> _TEXT BLOCK_:
▬▬▬▬▬▬▬▬▬▬
In advance let me say that I’ve always preferred solitude, even in kindergarten. I’ve had friends before but I was obviously not very good at interacting with others and I had issues with forming and maintaining close relationships - anxiety, distrust, etc. I also don’t feel loneliness. In my case, as in some cases of autism, it may be more than simply just a matter of reduced function of some receptor in some specific area of the brain. Needless to say, I’ve yet to see a person with a low iq have ‘good’ days where their iq is 120 instead of 70–the point being that once your brain is damaged, it doesn’t magically change for the better one day, yet I have very rare days where I suddenly feel a desire for other people, feel loneliness, suddenly everything is like one would expect that it should be.
For those of you without any friends who also completely lack a social desire, what medication changed this for you? Risperidone made me more social but in a weird, unnatural way. I have yet to find out what receptor/neurotransmitter has to do with lack of social desire. I’ve also yet to find out risperidone’s mechanism of action for this effect though I’m absolutely certain that it’s at least not dopamine, could be adrenergic and serotonergic - most likely is serotonergic.
I was always kinda a loner by nature. I still almost always had friends though. The biggest thing making me anti-social now is that I don’t have a job. So I don’t want to go out and do anything because I want to conserve money. Of course the only social thing I think I would do is play some friday night magic. A lot of social activities don’t seem to feel good to me. Clubbing doesn’t feel good and I don’t drink. I don’t enjoy sports so I don’t do that either.
By feeling loneliness I mean the feeling that you are alone, not necessarily in a negative way. It’s the opposite of feeling that you are in a room with someone. I don’t ever feel alone, it’s rather bizarre. It’s like I’m together with myself, me and myself
I laugh at my own jokes, converse with myself (not schizophrenia, just… odd behavior)
▬▬▬▬▬▬▬▬▬▬
> _WORK INSTRUCTION_:
Resume the post about lacking social desire, starting right after its final sentence. The rows that come next are separate material and are not part of the post about lacking social desire.

Referring-expression pointing data:
▬▬▬▬▬▬▬▬▬▬
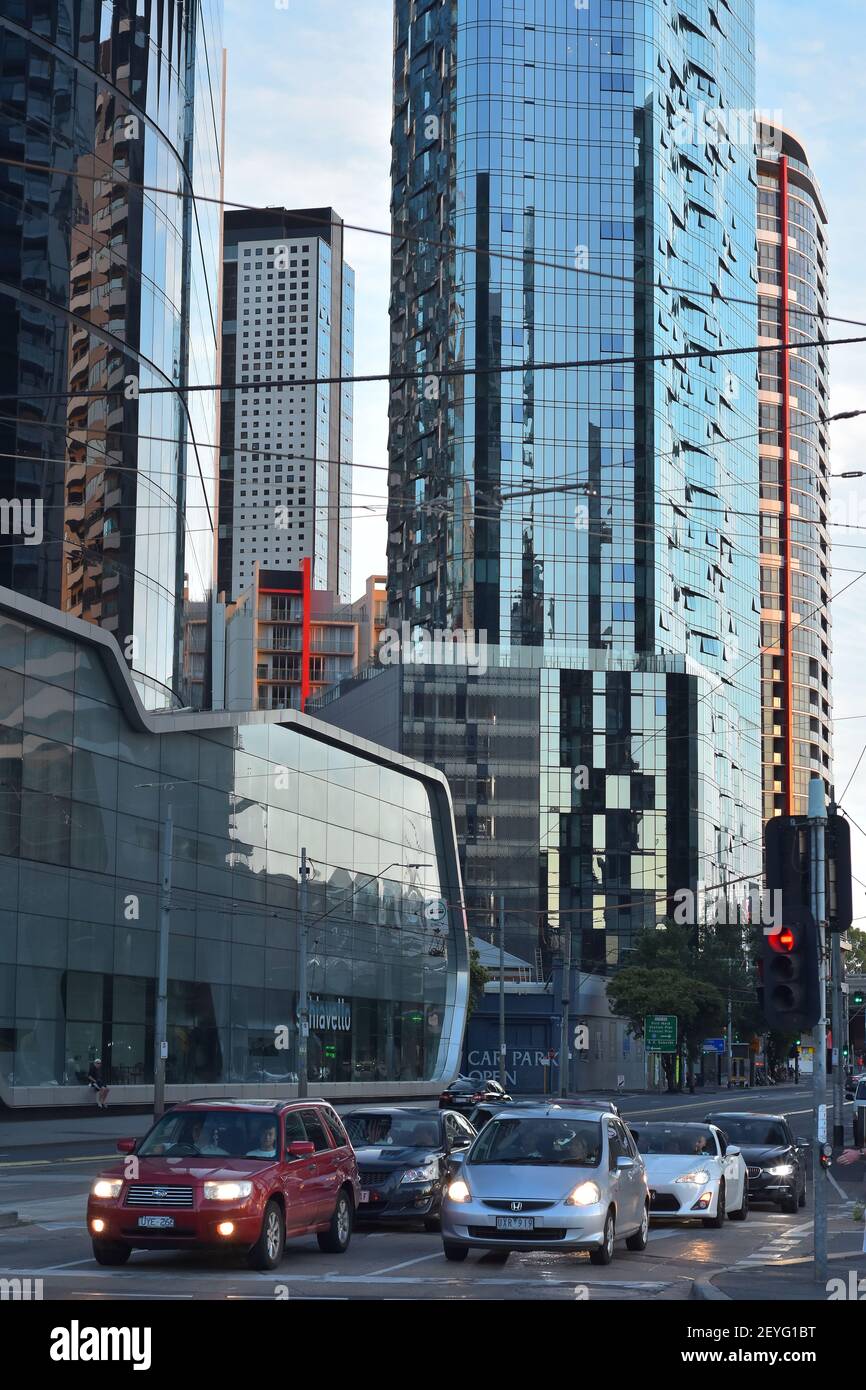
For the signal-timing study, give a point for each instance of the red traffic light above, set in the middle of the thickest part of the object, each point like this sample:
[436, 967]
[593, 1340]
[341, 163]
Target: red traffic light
▬▬▬▬▬▬▬▬▬▬
> _EXERCISE ANSWER_:
I was never good at relationships, when I get ill, I push people away, hide out alone, probably appears to them I don’t like them. I like being alone, but in my perfect world, I would like a gal that just likes a one on one relationship and a home body.
30 years or so ago decided after a break up I never wanted to make the trip back to being alone, rather just stay there. I knew I would always fail at a relationship and I kept the promise to myself.
A doctor made a mistake and burned my head when I was 10 months old. I have never wanted to be seen because I have never been able to deal with the injury. It is painful to me. I deal with people because I have to, not because I want to. No medication can have the strength to subdue the violence of that injury.
I guess I am a mix of autism and schizotypy (schizophrenic “spectrum”). People with autism hate the very thing of being social, hate social personalities - that’s me. I think clubbing is for effeminate types - no offense to anyone. On the other hand I have the schizotypal pseudohallucinations, so I guess you could call it schizotypaltism - a new disease? I’m the first subject to be spotted with this bizarre mix.